Content starts

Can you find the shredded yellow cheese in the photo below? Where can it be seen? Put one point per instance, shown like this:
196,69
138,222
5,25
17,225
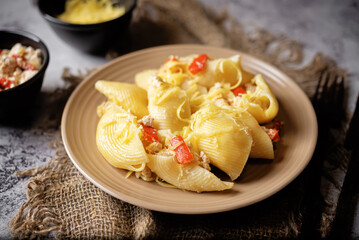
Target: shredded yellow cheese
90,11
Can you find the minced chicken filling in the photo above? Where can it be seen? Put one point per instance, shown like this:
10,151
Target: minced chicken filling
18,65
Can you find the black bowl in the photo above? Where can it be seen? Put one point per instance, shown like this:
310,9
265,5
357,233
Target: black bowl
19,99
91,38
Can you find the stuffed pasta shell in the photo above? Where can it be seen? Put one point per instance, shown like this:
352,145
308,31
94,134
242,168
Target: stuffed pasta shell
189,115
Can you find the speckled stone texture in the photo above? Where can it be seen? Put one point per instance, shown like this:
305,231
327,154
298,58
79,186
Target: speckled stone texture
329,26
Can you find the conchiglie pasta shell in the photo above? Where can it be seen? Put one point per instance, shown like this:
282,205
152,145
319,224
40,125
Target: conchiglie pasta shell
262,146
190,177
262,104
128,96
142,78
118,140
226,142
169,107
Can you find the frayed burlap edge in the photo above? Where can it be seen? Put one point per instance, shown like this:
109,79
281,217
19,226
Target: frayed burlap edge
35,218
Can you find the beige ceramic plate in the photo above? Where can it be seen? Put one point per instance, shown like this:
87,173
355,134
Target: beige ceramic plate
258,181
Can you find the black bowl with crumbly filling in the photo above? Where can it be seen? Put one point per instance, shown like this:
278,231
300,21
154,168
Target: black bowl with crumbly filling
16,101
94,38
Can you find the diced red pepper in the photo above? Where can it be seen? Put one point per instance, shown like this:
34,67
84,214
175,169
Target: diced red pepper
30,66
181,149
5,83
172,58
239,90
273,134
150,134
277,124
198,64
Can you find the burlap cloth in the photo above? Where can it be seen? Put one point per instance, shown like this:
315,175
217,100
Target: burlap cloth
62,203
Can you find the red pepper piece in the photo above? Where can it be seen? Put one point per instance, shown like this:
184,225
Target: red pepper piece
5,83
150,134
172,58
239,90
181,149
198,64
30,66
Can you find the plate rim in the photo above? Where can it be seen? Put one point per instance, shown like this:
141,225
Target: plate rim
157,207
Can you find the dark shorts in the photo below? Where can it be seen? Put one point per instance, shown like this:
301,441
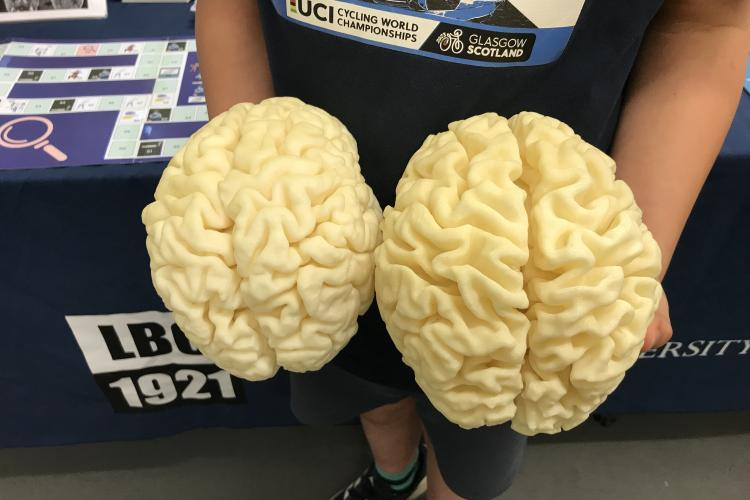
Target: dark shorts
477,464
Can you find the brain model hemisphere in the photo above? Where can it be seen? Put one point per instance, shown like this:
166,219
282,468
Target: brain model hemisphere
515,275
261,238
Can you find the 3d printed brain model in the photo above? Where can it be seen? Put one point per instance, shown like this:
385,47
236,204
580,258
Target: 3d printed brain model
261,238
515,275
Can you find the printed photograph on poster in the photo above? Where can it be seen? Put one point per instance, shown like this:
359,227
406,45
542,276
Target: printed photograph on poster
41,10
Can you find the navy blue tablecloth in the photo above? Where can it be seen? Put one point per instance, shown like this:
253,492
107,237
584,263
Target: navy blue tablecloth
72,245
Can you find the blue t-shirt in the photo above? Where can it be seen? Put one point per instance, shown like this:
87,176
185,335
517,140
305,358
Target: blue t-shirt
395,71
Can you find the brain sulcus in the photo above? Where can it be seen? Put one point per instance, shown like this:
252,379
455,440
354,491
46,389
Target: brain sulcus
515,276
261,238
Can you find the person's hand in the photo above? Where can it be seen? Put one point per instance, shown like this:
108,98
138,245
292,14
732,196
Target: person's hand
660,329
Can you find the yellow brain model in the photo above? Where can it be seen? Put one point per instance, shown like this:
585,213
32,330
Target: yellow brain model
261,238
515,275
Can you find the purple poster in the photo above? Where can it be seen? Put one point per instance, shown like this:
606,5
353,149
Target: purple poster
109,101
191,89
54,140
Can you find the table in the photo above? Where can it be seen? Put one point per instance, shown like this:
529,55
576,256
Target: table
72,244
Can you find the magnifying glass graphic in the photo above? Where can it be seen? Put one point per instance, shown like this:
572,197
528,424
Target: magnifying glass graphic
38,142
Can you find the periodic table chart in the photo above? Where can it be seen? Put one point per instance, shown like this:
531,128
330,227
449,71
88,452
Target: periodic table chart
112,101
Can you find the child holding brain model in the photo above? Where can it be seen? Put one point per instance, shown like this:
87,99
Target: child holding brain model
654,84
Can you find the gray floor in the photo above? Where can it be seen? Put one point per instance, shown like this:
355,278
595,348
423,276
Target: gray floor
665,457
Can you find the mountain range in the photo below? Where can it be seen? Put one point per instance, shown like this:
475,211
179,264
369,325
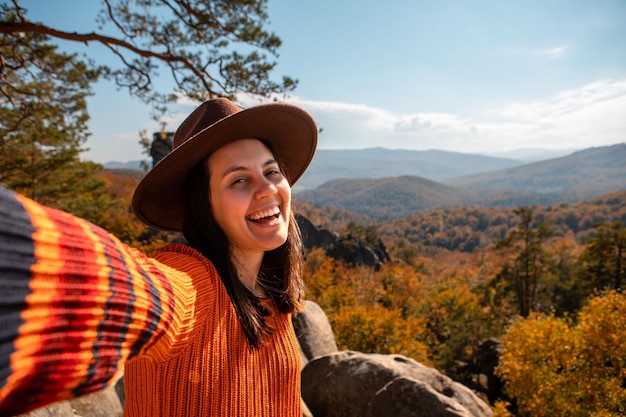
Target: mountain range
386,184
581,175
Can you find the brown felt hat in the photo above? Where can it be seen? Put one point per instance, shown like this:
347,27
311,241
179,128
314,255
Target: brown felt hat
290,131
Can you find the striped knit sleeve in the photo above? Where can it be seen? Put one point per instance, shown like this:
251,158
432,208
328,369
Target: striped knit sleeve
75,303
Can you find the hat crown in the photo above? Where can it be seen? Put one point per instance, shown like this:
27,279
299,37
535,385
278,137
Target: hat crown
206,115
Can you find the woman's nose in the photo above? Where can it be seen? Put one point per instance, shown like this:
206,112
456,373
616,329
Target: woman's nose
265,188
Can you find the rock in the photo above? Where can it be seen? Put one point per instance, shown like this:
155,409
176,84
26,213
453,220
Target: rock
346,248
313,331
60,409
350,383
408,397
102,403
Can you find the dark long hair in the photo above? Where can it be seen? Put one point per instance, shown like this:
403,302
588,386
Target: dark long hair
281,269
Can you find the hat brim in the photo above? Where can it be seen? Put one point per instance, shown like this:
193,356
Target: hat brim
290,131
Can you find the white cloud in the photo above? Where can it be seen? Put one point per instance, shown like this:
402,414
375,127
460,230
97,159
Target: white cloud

Content ends
Content starts

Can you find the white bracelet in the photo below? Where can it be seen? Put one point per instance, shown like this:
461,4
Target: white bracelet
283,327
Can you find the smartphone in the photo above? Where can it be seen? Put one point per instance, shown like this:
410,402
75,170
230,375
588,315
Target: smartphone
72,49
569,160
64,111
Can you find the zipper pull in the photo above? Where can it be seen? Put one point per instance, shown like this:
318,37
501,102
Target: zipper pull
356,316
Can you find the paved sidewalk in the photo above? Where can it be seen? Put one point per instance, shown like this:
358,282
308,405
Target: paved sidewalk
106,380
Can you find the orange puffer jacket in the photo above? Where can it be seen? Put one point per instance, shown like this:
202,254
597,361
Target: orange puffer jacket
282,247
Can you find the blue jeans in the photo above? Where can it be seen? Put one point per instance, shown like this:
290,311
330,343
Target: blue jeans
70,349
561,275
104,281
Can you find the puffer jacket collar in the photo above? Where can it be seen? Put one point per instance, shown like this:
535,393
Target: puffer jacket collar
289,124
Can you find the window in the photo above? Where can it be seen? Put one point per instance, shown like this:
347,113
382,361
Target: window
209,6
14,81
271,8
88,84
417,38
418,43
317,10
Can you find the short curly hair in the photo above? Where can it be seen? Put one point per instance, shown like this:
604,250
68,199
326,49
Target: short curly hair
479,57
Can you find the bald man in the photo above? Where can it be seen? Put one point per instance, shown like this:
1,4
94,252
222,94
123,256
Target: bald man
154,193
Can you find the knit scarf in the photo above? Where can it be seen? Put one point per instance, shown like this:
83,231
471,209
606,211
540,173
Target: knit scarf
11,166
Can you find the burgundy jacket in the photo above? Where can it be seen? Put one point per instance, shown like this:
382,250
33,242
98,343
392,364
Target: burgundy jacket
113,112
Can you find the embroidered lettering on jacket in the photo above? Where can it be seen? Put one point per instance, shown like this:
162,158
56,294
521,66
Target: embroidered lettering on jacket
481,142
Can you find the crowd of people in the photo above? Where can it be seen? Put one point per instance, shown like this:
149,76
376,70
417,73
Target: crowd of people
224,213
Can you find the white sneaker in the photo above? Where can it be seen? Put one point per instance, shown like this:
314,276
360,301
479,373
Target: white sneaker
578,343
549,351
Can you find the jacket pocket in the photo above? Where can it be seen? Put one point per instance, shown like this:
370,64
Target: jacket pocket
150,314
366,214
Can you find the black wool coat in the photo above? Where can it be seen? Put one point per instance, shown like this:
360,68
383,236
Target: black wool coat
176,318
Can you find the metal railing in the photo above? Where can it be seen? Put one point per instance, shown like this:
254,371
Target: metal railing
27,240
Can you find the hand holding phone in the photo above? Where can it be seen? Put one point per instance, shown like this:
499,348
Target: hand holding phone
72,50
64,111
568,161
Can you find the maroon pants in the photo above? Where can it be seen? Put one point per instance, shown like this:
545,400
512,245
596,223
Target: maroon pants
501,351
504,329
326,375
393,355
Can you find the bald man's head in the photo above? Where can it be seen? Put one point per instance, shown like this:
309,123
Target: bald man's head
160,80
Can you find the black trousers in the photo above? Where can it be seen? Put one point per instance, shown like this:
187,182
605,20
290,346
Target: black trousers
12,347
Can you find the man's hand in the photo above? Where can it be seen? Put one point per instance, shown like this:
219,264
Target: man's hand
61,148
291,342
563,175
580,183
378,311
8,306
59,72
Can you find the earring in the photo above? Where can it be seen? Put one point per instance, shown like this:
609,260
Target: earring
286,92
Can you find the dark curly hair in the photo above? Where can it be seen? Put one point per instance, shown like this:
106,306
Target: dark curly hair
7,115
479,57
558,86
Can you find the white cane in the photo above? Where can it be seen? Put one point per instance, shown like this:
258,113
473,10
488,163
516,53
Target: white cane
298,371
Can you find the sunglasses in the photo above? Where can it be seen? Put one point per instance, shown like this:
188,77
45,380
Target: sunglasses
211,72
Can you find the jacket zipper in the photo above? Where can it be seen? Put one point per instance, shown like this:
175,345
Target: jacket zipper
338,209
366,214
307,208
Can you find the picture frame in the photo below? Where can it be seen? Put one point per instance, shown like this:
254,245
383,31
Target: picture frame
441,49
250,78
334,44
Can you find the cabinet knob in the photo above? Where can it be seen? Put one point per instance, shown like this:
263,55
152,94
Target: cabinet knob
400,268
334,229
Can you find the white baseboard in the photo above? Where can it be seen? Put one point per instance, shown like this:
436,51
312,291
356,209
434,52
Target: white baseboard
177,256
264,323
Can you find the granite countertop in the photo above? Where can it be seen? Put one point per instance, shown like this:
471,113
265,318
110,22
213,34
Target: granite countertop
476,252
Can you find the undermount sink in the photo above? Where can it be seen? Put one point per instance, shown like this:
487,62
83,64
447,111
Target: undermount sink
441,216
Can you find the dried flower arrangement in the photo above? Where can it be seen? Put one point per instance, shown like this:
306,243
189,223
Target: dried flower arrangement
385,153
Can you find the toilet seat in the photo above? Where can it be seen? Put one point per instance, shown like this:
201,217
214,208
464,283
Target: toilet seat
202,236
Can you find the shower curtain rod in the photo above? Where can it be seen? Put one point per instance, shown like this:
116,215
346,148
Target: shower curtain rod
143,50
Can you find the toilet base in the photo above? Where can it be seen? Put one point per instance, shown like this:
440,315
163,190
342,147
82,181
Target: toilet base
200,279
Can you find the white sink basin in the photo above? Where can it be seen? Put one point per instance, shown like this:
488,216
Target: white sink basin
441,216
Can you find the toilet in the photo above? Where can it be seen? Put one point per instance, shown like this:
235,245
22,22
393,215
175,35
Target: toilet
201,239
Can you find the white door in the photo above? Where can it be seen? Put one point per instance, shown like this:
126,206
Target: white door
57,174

Content ends

■ INSTRUCTIONS TO FOLLOW
Lines above with the word "below" should be counted, and the reply is that count alone.

■ THE ANSWER
5